[What the task asks] In the profile of economist Timothy Taylor, which newspaper ran his economics opinion column from 1989 to 1997?
**** Selected passage ****
Global Economy Expert

Timothy Taylor is an American economist. He is managing editor of the Journal of Economic Perspectives, a quarterly academic journal produced at Macalester College and published by the American Economic Association. Taylor received his Bachelor of Arts degree from Haverford College and a master's degree in economics from Stanford University. At Stanford, he was winner of the award for excellent teaching in a large class (more than 30 students) given by the Associated Students of Stanford University. At Minnesota, he was named a Distinguished Lecturer by the Department of Economics and voted Teacher of the Year by the master's degree students at the Hubert H. Humphrey Institute of Public Affairs. Taylor has been a guest speaker for groups of teachers of high school economics, visiting diplomats from eastern Europe, talk-radio shows, and community groups. From 1989 to 1997, Professor Taylor wrote an economics opinion column for the San Jose Mercury-News. He has published multiple lectures on economics through The Teaching Company. With Rudolph Penner and Isabel Sawhill, he is co-author of Updating America's Social Contract (2000), whose first chapter provided an early radical centrist perspective, "An Agenda for the Radical Middle". Taylor is also the author of The Instant Economist: Everything You Need to Know About How the Economy Works, published by the Penguin Group in 2012. The fourth edition of Taylor's Principles of Economics textbook was published by Textbook Media in 2017.
**** Extracted records ****
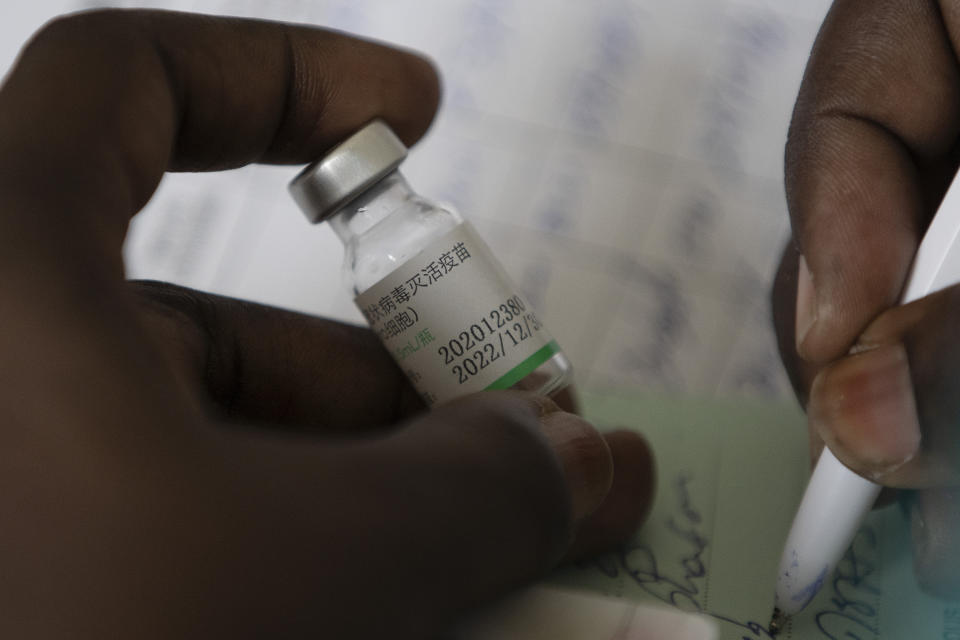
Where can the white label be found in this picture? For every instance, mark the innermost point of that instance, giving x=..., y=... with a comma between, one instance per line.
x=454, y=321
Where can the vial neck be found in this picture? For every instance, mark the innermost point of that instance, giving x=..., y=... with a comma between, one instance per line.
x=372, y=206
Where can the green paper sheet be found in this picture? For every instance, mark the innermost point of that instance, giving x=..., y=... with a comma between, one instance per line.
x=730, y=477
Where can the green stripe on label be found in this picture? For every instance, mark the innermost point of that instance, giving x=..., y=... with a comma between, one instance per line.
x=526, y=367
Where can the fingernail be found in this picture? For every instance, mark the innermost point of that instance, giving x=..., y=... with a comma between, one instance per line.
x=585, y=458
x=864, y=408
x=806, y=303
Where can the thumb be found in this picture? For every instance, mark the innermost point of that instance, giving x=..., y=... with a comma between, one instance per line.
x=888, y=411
****
**** Extracted records ****
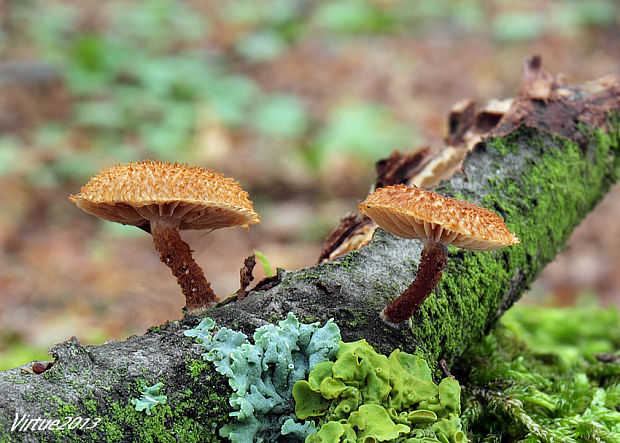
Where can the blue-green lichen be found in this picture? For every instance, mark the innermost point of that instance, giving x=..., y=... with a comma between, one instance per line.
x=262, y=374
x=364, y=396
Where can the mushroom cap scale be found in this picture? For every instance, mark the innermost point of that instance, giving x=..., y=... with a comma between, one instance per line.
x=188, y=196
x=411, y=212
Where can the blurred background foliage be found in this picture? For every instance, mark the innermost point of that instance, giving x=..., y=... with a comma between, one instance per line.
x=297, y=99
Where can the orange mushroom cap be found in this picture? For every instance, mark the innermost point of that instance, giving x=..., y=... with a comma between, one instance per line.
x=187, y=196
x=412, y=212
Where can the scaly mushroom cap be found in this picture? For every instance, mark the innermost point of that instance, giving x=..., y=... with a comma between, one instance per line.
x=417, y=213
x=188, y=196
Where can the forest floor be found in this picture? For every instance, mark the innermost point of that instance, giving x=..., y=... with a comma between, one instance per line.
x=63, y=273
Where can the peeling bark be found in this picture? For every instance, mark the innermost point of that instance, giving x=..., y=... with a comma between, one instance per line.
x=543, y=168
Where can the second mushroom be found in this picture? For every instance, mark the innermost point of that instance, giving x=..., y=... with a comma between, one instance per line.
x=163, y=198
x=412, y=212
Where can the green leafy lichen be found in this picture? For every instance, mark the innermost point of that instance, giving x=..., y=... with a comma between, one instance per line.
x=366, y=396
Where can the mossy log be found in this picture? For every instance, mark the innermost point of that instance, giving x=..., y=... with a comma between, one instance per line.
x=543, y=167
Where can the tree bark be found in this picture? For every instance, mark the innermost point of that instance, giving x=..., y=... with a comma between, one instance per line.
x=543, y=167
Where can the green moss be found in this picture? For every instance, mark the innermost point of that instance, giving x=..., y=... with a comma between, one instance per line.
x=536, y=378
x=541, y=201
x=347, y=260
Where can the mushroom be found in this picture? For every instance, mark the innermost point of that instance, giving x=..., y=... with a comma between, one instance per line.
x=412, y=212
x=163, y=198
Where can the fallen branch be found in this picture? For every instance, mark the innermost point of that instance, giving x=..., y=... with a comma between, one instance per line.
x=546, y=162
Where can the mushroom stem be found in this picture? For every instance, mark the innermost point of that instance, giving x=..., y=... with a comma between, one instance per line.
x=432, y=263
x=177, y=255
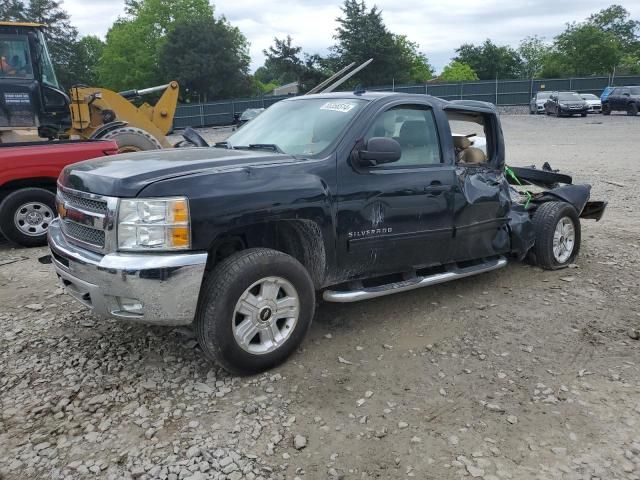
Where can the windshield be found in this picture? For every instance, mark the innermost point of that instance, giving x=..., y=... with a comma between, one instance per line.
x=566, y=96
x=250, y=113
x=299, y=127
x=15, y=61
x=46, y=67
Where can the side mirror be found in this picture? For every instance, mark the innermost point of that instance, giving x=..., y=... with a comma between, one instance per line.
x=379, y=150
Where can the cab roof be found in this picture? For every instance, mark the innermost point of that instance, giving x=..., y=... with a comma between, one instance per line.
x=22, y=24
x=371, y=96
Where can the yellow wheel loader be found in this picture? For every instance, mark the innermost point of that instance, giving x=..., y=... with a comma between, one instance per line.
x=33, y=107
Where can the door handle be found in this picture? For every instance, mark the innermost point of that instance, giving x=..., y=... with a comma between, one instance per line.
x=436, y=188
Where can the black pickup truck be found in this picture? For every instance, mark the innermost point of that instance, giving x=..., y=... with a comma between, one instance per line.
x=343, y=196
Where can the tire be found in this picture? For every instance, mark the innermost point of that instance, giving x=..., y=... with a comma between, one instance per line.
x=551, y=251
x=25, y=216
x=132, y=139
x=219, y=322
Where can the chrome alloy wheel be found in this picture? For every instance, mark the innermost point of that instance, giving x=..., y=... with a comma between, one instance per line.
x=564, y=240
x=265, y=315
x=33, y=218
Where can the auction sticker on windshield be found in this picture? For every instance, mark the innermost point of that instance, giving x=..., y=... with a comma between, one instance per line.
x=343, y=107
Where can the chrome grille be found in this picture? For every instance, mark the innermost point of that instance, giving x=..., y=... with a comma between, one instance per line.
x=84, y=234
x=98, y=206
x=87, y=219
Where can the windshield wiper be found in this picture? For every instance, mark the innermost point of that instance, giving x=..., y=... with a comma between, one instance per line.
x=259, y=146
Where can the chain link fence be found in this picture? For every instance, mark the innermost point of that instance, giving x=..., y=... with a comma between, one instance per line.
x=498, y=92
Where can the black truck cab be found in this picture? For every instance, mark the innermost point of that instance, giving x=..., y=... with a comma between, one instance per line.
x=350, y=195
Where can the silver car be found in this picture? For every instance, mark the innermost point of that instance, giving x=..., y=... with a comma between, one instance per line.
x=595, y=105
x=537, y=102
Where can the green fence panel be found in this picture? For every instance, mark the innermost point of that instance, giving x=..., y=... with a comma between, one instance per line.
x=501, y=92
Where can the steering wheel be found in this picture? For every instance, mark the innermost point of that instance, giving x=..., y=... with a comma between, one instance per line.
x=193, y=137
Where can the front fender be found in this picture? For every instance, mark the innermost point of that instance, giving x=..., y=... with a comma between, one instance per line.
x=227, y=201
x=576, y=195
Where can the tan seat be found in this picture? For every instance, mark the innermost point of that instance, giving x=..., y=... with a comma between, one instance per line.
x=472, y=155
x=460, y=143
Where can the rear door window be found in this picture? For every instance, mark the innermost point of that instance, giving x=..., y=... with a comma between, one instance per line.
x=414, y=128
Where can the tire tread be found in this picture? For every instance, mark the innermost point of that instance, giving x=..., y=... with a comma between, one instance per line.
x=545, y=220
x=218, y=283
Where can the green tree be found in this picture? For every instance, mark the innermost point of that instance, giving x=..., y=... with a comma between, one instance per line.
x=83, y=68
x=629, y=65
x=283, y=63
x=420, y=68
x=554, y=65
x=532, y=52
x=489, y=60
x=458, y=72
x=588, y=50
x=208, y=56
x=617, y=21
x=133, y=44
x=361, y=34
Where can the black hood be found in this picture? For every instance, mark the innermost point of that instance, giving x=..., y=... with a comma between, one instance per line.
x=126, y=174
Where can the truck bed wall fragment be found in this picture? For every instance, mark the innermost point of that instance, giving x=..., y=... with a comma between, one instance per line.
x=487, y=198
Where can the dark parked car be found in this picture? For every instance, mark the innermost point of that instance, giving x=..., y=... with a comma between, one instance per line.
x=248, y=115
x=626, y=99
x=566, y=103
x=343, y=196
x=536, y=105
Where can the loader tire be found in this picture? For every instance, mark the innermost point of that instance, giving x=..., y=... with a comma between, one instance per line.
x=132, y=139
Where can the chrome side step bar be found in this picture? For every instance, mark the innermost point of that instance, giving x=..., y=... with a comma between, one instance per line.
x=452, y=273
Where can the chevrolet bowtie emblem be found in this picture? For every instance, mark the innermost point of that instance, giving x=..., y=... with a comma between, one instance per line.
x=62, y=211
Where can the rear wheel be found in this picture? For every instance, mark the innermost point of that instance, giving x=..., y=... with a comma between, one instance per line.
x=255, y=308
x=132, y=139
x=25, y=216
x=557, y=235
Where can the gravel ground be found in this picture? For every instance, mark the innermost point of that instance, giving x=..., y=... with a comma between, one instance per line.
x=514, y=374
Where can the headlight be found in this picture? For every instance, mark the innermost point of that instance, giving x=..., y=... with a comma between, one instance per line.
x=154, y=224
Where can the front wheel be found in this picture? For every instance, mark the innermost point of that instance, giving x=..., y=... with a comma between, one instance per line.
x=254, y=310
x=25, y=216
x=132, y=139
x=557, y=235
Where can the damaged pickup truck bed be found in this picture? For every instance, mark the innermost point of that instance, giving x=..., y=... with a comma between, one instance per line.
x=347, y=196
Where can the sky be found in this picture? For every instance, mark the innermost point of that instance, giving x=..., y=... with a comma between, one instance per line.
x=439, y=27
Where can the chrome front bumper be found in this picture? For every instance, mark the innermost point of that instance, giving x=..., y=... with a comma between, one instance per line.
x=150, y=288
****
**** Extracted records ****
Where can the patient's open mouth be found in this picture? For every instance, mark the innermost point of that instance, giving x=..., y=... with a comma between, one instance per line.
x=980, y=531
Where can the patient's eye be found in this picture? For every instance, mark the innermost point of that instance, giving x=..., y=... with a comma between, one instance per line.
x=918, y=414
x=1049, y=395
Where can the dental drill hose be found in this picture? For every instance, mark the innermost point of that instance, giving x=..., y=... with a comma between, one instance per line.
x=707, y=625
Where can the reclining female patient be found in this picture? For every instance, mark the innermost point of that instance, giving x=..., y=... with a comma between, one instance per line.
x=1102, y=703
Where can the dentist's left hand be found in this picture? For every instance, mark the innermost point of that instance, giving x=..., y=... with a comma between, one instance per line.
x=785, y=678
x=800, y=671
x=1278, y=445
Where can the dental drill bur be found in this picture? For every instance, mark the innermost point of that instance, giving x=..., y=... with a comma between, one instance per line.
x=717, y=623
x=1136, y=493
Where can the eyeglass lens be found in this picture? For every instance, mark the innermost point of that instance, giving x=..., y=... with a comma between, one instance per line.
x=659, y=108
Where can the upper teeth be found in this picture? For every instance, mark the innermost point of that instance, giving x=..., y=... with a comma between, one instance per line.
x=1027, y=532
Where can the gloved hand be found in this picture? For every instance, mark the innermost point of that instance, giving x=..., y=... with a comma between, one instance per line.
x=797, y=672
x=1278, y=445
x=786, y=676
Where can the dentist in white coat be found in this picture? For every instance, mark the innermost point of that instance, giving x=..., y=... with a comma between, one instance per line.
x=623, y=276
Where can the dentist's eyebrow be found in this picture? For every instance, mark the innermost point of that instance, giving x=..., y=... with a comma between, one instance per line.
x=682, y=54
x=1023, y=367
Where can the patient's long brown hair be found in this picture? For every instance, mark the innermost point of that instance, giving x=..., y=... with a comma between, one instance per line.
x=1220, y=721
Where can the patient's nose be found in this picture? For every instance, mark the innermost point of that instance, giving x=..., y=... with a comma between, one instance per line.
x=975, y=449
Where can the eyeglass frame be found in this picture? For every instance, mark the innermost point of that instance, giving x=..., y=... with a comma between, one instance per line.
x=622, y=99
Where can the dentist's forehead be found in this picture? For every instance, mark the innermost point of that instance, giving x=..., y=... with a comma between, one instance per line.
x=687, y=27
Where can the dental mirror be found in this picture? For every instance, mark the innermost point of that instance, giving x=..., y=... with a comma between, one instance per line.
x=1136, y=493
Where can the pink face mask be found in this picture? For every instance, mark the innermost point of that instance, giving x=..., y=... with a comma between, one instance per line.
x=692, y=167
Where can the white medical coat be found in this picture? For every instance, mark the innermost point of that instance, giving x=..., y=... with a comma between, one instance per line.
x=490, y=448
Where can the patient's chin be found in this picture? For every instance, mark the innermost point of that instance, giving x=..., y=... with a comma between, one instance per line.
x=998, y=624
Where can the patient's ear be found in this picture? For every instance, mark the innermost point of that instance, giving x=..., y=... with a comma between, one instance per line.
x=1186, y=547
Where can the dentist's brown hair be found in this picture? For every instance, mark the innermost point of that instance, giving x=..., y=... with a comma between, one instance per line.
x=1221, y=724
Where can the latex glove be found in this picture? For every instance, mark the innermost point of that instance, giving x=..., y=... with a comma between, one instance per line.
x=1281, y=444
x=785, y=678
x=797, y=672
****
[Output below] The San Jose Mercury-News.